DIRECTION: Reproduce the rows below word for word, from the start of the rows through the line containing "point(538, 1136)", inclusive.

Begin

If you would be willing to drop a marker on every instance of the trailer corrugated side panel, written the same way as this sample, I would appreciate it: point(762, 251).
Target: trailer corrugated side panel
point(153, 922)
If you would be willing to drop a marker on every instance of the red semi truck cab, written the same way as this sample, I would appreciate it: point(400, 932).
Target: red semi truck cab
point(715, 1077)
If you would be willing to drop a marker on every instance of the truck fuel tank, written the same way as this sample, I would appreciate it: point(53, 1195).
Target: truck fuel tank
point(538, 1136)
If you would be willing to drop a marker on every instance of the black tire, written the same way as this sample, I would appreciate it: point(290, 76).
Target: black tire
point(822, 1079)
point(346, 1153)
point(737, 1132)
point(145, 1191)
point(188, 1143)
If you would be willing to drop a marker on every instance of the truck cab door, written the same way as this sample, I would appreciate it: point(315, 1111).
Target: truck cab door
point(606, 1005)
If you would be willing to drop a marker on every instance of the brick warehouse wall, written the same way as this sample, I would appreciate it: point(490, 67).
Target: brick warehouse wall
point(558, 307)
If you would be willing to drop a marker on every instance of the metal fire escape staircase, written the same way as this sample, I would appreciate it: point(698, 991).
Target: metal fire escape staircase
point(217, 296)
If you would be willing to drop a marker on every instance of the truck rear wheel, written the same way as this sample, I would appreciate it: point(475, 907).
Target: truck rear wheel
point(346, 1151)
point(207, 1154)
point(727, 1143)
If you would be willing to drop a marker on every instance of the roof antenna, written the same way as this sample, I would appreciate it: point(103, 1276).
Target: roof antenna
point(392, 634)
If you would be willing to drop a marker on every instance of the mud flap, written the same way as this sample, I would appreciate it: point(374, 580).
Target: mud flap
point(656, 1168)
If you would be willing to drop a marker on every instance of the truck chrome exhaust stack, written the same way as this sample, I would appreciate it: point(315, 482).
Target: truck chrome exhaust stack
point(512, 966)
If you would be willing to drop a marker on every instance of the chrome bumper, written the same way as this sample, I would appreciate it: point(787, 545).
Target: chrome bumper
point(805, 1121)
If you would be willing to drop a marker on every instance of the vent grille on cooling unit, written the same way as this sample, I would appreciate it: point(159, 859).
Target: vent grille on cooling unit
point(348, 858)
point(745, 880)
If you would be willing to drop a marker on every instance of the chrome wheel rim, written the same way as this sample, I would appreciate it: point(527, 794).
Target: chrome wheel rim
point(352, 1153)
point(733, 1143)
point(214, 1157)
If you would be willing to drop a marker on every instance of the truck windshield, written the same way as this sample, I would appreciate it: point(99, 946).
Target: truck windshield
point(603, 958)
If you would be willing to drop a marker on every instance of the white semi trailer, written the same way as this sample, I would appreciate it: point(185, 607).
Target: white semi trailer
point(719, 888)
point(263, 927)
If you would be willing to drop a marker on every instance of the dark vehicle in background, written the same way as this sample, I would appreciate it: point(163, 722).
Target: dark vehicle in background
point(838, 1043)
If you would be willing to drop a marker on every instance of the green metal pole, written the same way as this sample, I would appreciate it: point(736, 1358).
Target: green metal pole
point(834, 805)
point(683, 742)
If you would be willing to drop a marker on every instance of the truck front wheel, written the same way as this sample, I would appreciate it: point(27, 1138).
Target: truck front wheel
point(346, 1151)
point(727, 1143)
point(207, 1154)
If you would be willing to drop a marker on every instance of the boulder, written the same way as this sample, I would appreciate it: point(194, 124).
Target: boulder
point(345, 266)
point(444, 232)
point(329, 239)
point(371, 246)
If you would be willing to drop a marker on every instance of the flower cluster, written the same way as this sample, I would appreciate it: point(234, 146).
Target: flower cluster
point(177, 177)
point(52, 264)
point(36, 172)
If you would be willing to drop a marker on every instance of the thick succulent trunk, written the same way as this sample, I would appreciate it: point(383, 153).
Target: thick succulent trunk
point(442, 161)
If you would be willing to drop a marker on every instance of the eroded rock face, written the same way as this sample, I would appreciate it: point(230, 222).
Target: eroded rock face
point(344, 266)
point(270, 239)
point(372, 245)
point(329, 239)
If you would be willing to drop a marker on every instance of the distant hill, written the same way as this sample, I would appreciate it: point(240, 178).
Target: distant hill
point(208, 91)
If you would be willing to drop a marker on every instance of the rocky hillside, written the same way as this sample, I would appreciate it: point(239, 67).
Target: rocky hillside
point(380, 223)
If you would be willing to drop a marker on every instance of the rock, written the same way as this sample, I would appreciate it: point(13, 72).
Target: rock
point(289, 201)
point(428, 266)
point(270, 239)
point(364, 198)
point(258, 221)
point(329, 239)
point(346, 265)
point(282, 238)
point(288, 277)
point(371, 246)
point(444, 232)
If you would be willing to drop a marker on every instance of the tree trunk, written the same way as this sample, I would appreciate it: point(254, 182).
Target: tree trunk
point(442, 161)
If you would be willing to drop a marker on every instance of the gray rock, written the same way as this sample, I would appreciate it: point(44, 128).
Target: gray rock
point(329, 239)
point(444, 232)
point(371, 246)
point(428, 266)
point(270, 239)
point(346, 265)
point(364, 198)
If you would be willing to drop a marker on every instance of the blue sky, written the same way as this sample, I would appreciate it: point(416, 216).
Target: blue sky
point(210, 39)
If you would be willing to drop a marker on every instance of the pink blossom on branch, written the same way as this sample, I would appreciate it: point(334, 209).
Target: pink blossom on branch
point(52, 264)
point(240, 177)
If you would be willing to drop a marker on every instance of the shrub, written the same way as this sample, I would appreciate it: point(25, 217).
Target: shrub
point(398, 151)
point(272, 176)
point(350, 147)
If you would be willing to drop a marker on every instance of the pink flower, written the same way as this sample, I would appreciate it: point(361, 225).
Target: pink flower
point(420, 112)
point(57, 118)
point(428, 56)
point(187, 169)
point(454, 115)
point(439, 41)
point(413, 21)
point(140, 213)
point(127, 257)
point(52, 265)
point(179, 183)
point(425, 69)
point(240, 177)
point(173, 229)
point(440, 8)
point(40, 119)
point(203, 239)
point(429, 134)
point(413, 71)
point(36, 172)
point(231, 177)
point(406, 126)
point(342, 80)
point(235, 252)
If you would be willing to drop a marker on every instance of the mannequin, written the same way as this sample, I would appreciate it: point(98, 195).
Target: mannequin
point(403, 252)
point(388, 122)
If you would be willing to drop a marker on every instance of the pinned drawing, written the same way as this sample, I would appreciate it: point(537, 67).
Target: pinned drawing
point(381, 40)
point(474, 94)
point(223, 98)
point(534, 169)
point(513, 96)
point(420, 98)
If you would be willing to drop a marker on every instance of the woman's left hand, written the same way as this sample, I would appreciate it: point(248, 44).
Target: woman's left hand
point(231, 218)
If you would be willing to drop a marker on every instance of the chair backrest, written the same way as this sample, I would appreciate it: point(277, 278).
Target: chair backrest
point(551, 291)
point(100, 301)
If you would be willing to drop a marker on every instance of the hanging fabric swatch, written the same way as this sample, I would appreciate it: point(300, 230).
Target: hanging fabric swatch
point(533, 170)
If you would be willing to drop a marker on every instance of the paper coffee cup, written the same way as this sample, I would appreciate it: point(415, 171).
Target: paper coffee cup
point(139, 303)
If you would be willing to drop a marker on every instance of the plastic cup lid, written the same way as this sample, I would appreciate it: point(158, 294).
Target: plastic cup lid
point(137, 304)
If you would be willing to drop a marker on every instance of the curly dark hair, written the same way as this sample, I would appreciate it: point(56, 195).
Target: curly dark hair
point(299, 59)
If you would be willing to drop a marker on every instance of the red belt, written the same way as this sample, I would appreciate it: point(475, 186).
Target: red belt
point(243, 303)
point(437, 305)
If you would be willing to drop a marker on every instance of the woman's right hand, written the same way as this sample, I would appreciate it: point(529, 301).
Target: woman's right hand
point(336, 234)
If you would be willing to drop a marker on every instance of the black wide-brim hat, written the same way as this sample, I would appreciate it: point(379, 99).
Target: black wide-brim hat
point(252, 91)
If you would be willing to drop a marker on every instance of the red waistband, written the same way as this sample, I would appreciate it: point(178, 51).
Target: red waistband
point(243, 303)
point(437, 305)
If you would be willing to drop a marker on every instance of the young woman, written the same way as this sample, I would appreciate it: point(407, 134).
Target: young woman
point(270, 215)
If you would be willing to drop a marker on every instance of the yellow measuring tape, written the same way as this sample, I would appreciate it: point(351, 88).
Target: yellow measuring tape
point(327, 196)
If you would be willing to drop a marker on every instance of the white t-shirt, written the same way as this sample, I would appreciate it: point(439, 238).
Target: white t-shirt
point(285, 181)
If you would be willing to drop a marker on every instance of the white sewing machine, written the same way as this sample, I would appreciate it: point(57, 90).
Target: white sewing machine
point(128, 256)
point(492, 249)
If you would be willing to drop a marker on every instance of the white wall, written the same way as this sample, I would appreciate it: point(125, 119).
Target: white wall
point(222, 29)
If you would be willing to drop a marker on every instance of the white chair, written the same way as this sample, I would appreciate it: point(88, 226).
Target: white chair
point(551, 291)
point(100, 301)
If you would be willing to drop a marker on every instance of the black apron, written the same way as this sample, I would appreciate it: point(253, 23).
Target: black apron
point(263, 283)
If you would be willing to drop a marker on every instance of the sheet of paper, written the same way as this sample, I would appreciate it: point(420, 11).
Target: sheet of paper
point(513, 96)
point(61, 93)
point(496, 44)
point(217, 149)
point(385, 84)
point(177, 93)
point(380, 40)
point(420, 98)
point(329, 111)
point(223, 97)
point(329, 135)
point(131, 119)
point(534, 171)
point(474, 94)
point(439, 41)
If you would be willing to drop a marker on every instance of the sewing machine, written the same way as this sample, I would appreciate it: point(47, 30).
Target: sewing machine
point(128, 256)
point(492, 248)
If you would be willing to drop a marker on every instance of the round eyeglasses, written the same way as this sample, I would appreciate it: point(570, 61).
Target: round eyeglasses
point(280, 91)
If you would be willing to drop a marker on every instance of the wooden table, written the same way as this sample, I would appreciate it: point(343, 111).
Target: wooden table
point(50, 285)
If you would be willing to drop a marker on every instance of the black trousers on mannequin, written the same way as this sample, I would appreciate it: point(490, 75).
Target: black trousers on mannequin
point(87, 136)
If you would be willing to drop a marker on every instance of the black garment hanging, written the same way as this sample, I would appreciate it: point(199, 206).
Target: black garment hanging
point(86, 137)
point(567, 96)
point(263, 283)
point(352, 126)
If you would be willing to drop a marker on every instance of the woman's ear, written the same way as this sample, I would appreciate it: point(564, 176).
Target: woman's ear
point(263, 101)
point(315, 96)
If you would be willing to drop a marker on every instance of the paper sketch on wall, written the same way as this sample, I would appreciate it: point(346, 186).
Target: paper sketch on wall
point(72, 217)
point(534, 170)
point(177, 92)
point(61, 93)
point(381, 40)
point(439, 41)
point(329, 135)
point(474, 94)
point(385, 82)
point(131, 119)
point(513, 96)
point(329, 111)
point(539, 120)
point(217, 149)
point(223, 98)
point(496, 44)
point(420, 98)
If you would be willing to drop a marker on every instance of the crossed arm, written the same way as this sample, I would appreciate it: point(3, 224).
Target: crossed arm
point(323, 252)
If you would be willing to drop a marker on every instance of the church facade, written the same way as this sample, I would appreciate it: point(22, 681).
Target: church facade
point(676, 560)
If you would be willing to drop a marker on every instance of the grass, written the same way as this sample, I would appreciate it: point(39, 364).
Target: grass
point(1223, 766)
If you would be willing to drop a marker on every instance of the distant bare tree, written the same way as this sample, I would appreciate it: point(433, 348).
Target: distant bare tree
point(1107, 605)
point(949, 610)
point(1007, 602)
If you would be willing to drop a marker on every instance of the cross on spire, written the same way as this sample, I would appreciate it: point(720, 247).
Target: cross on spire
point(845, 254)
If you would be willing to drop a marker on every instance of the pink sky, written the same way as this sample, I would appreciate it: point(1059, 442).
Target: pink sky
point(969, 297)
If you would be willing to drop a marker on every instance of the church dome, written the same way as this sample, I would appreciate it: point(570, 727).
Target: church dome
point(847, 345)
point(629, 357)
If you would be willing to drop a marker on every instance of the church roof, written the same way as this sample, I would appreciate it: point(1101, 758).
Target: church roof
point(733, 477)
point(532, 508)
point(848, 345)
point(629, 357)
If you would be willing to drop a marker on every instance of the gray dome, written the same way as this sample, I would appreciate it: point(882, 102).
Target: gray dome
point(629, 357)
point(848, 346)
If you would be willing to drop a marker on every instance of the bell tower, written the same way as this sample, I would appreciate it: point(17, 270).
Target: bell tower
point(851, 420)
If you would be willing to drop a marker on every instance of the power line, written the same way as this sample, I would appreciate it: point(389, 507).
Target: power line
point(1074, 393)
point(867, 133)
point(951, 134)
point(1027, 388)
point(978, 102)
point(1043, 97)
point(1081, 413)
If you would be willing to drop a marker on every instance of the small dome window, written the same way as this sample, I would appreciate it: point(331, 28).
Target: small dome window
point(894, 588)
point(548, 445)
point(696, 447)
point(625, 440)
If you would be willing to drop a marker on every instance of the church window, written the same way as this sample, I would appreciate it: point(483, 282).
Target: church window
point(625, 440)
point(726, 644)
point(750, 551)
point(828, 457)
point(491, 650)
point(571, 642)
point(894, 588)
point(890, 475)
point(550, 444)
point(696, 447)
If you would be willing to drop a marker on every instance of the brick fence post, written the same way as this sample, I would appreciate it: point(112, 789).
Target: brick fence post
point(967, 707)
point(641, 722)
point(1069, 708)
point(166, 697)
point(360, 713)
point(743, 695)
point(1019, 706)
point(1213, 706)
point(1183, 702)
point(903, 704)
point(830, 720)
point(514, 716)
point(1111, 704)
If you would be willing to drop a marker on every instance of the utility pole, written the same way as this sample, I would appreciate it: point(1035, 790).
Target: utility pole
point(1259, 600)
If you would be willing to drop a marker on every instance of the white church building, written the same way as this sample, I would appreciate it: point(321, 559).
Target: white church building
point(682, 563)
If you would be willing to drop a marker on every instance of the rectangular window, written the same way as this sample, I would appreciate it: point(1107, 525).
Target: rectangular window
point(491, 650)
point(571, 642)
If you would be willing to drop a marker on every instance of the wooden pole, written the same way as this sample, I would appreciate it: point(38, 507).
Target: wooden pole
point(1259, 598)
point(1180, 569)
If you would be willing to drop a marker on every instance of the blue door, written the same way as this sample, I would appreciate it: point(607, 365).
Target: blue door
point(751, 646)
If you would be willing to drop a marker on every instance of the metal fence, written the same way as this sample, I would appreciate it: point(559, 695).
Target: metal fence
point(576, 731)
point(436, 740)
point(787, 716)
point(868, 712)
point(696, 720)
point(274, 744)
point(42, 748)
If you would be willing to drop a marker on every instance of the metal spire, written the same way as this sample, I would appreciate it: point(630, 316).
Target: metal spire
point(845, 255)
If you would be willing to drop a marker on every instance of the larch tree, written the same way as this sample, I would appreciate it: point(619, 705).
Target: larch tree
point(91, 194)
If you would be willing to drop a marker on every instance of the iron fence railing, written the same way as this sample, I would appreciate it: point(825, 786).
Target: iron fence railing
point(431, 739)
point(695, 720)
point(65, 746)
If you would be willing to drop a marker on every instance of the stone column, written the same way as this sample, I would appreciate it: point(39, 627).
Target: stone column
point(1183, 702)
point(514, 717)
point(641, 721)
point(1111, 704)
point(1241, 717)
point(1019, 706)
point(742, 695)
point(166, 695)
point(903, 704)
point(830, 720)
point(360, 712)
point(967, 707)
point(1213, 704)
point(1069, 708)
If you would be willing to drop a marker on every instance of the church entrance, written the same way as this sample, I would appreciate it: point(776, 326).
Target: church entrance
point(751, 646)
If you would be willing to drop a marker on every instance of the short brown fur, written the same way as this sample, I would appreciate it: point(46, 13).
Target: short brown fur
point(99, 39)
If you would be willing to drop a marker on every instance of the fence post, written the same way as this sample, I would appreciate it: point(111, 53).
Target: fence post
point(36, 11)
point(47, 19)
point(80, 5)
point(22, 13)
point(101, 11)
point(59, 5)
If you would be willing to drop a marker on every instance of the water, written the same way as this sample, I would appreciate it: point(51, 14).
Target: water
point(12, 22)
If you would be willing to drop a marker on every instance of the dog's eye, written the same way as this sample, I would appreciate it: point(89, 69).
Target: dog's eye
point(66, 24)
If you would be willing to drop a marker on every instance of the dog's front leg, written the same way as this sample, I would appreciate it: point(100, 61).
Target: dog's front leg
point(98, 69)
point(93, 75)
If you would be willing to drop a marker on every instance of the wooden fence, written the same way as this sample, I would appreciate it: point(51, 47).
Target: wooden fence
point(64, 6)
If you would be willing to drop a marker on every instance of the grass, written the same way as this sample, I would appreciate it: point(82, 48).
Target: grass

End

RESPONSE:
If you would be willing to drop a marker on every instance of the trailer corrugated side panel, written the same way as this sample, I would appreciate it: point(762, 251).
Target: trailer corrugated side panel
point(153, 922)
If you would be willing to drop a marker on every instance of the red semi truck cab, written the same way as this sample, I would appreciate it: point(400, 932).
Target: red semi truck cab
point(715, 1077)
If you would be willing to drop a marker on every instance of the truck fuel tank, written the same way as this sample, I would appreciate it: point(53, 1195).
Target: truck fuel tank
point(538, 1136)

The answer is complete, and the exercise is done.